--- Begin SOURCE DATA ---
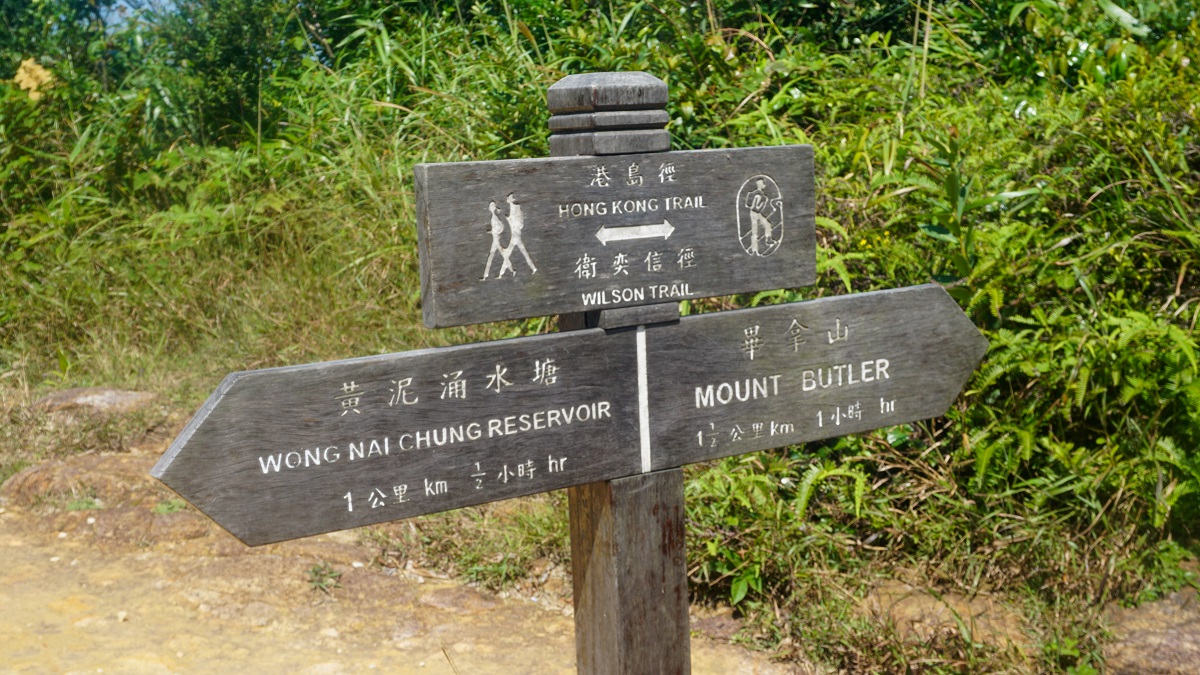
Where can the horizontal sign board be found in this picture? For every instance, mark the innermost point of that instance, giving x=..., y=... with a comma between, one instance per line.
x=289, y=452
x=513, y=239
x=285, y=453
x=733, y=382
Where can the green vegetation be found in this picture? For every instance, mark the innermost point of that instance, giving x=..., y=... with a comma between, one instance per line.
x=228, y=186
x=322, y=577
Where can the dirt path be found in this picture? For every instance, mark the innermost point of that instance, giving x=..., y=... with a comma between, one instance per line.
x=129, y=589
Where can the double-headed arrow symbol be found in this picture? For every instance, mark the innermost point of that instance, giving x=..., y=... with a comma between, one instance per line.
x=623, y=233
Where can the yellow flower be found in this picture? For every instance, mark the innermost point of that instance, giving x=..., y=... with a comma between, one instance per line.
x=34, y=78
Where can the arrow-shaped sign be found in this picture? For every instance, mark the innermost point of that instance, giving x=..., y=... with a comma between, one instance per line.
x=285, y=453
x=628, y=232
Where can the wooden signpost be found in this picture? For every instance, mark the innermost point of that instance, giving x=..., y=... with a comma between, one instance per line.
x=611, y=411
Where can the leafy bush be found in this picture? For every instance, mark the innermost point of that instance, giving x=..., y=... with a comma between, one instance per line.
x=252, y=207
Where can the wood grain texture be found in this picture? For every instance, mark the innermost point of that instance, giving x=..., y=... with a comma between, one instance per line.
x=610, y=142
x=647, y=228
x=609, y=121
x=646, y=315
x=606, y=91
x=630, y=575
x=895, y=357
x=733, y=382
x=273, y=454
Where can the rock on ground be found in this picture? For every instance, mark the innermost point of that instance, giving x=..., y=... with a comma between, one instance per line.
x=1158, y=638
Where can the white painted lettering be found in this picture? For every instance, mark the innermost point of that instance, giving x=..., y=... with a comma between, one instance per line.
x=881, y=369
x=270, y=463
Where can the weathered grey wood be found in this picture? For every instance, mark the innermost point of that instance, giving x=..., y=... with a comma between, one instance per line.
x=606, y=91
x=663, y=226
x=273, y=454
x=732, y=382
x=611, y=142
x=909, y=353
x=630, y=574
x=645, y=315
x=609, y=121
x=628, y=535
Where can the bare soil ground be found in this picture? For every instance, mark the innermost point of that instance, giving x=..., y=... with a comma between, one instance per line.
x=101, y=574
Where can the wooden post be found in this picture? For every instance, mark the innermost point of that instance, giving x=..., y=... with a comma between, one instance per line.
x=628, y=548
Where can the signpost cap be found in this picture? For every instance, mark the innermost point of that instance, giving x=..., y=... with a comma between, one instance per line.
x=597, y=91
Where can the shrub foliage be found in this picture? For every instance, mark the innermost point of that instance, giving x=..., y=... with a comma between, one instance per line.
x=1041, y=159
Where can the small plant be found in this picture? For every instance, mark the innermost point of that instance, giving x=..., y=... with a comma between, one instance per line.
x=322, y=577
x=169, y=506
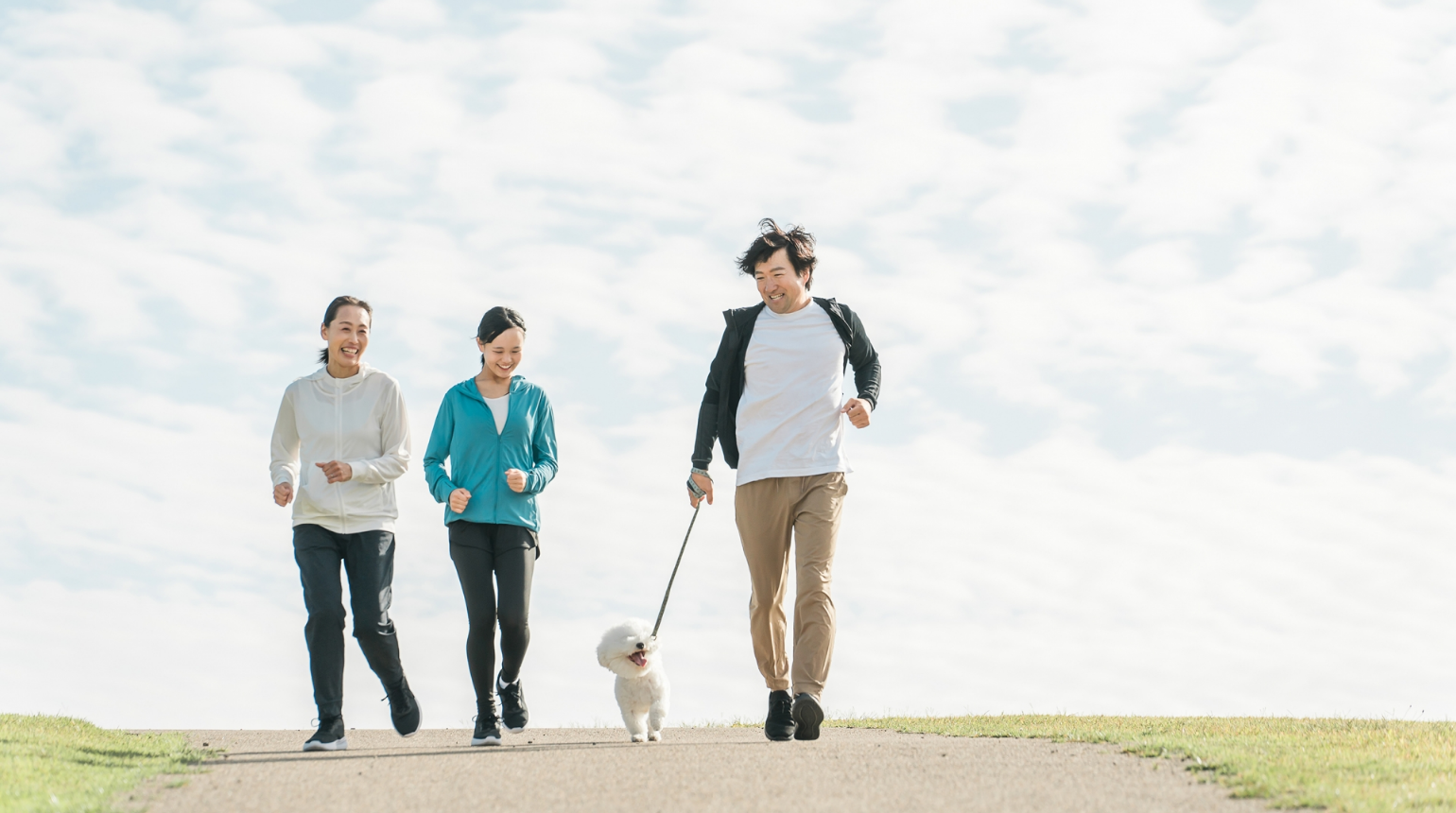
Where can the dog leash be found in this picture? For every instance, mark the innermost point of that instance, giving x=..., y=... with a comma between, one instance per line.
--- End SOURCE DATA ---
THE EXERCISE
Update the data above by changing every "innermost point" to "central point", leaving all other text as it is. Omit the pictures from your answer.

EXERCISE OUTPUT
Where can the horizontal sign board be found in this picture? For every instance, mark the central point of that instance, giving x=..., y=... with a comma between, one instance per line.
x=289, y=452
x=513, y=239
x=285, y=453
x=733, y=382
Where can the green vegetation be found in this picture? For every instance, mark the central point of that instance, giving x=..., y=... with a comma between, one instance per line.
x=228, y=186
x=322, y=577
Where can the dirt path be found in this picture? For every instance, mark the central point of that instance, giving x=..., y=... with a comma between, one instance per line.
x=129, y=589
Where can the double-headed arrow symbol be found in this picture? For every instance, mark the central point of that instance, giving x=..., y=... with a comma between, one instance per line.
x=623, y=233
Where can the yellow flower be found in this picture? For every instance, mark the central point of that instance, giving x=..., y=... with a comma between, one instance per line.
x=34, y=78
Where can the arrow-shaped sign be found in this picture? For every instance, mark the central point of that instance, giving x=..., y=... with a comma between, one instance per line.
x=285, y=453
x=628, y=232
Where can the wooden signpost be found in this picture? For every instance, mark the central point of that instance, giving x=..., y=... with a comma between, one instance per line.
x=611, y=411
Where can the leafy bush be found in this picture? For every instance, mark the central point of that instance, giving x=..., y=... with a comma between, one instance per line.
x=252, y=207
Where can the wood grain texture be found in this picture? For every instance, mark the central point of that instance, giving x=..., y=... with a comma between, one instance per line.
x=610, y=142
x=647, y=228
x=609, y=121
x=646, y=315
x=606, y=91
x=630, y=575
x=895, y=357
x=733, y=382
x=273, y=454
Where can the rock on ground be found in this picture? For every instance, mark the central point of that instance, giving x=..., y=... with a comma between, one instance per line.
x=1158, y=638
Where can the white painted lettering be found in this picture? For every instance, mark the central point of that instance, giving x=..., y=... with a comma between, one instance per line.
x=881, y=369
x=270, y=463
Where can the weathered grey wood be found in this picture? For every instance, mark the central point of that instance, giving x=..., y=... with a comma between, one instance per line.
x=606, y=91
x=663, y=226
x=273, y=454
x=732, y=382
x=611, y=142
x=909, y=353
x=630, y=574
x=645, y=315
x=609, y=121
x=628, y=535
Where can the bare soil ground be found in this picture? For every instance, mark the central point of that instance, giving x=..., y=... with a comma between, one instance per line.
x=101, y=574
Where can the wooden post be found in this picture? For every instance, mark the central point of that instance, giving x=..., y=... with a comma between, one instance per line.
x=628, y=548
Where can the signpost cap be found in this picture? For every instance, mark the central point of that instance, giving x=..., y=... with a comma between, one instance per line.
x=597, y=91
Where can the shrub foliage be found in this picture? For every instance, mark the central point of that instance, giving x=..., y=... with a comma between, one instance per line.
x=1041, y=159
Where can the small plant be found in this picture? For every instance, mark the central point of that instance, giving x=..., y=... with a comma between, one instance per line.
x=322, y=577
x=169, y=506
Where can the dog leash be found in this picture? For every instance, mark the central point of that instance, giving x=..., y=... with a comma between, one instance per line.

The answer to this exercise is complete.